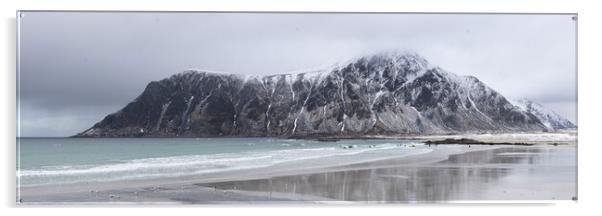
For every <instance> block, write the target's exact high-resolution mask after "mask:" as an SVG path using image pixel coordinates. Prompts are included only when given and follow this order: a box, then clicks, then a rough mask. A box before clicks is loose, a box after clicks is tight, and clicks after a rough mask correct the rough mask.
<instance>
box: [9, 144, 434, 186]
mask: <svg viewBox="0 0 602 216" xmlns="http://www.w3.org/2000/svg"><path fill="white" fill-rule="evenodd" d="M17 144H18V148H17V149H18V153H17V178H18V182H19V184H20V185H21V186H33V185H53V184H69V183H80V182H89V181H116V180H129V179H149V178H162V177H175V176H186V175H201V174H206V173H216V172H223V171H232V170H242V169H253V168H263V167H270V166H273V165H276V164H281V163H291V162H299V163H301V164H311V163H314V164H328V165H337V164H343V163H352V162H354V161H360V160H369V159H375V158H383V157H392V156H402V155H409V154H415V153H426V152H428V149H427V148H421V146H420V145H419V146H418V147H416V148H402V147H400V146H401V145H404V144H405V145H410V144H414V143H411V142H410V141H400V140H341V141H338V142H318V141H313V140H293V139H274V138H148V139H147V138H21V139H18V140H17ZM349 145H355V147H354V148H351V149H349V148H343V146H349Z"/></svg>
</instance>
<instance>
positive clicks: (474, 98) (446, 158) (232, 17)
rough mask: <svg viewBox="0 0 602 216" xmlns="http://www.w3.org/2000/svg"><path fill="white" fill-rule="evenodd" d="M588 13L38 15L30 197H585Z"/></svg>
mask: <svg viewBox="0 0 602 216" xmlns="http://www.w3.org/2000/svg"><path fill="white" fill-rule="evenodd" d="M576 22H577V17H576V15H574V14H433V13H426V14H420V13H411V14H409V13H254V12H244V13H225V12H224V13H215V12H214V13H208V12H108V11H107V12H103V11H96V12H77V11H21V12H19V13H18V53H17V56H18V71H17V73H18V85H17V86H18V89H17V92H18V98H17V104H18V125H17V126H18V128H17V130H18V135H17V145H18V146H17V149H18V151H17V176H16V179H17V194H16V198H17V203H19V204H40V203H41V204H81V203H100V204H114V203H144V204H166V203H167V204H199V203H221V204H232V203H323V202H327V203H339V202H345V203H348V202H352V203H433V202H437V203H439V202H483V201H484V202H499V201H520V202H524V201H526V202H533V201H538V202H539V201H553V200H575V199H577V195H576V186H577V185H576V184H577V181H576V180H577V176H576V169H577V163H576V146H577V142H576V141H577V122H576V107H577V101H576V87H577V85H576V73H577V71H576V68H575V65H576V52H575V50H576V37H575V36H576Z"/></svg>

EXERCISE OBJECTIVE
Reproduce the entries above exactly. Do not include the images.

ANSWER TO THIS TASK
For every <instance> block, write the target's exact high-resolution mask after "mask:" as an SVG path using image pixel coordinates. Prompts are included only when given and follow this order: a box, then clicks, then a rough mask. A box before clicks is loose, a box after clicks is tight, and clicks after a rough mask correct the rough mask.
<instance>
box: [9, 144, 434, 186]
mask: <svg viewBox="0 0 602 216" xmlns="http://www.w3.org/2000/svg"><path fill="white" fill-rule="evenodd" d="M17 144H18V148H17V149H18V153H17V178H18V182H19V184H20V185H21V186H33V185H53V184H69V183H80V182H89V181H116V180H129V179H149V178H162V177H175V176H186V175H201V174H206V173H216V172H223V171H232V170H242V169H253V168H263V167H270V166H273V165H276V164H281V163H291V162H299V163H301V164H311V163H314V164H328V165H337V164H343V163H352V162H354V161H360V160H369V159H375V158H383V157H392V156H402V155H409V154H415V153H426V152H428V149H427V148H421V146H420V145H419V146H418V147H416V148H402V147H400V146H401V145H404V144H405V145H410V144H414V143H411V142H410V141H400V140H341V141H338V142H318V141H313V140H293V139H274V138H148V139H147V138H21V139H18V140H17ZM349 145H355V147H354V148H351V149H349V148H343V146H349Z"/></svg>
</instance>
<instance>
positive clicks: (474, 98) (446, 158) (232, 17)
rough mask: <svg viewBox="0 0 602 216" xmlns="http://www.w3.org/2000/svg"><path fill="white" fill-rule="evenodd" d="M588 13L38 15L30 197H585Z"/></svg>
mask: <svg viewBox="0 0 602 216" xmlns="http://www.w3.org/2000/svg"><path fill="white" fill-rule="evenodd" d="M576 22H577V17H576V15H574V14H433V13H426V14H420V13H411V14H409V13H254V12H244V13H225V12H224V13H215V12H214V13H208V12H108V11H107V12H103V11H96V12H77V11H21V12H19V13H18V53H17V56H18V71H17V73H18V85H17V86H18V89H17V92H18V98H17V104H18V125H17V126H18V128H17V130H18V135H17V145H18V146H17V149H18V151H17V176H16V179H17V194H16V198H17V203H19V204H40V203H41V204H81V203H100V204H114V203H144V204H166V203H167V204H199V203H221V204H232V203H323V202H327V203H339V202H345V203H348V202H352V203H433V202H437V203H439V202H483V201H484V202H499V201H520V202H524V201H526V202H533V201H538V202H539V201H553V200H575V199H577V195H576V186H577V185H576V184H577V181H576V180H577V176H576V169H577V163H576V146H577V142H576V141H577V122H576V107H577V101H576V87H577V85H576V73H577V71H576V68H575V65H576V52H575V50H576V37H575V36H576Z"/></svg>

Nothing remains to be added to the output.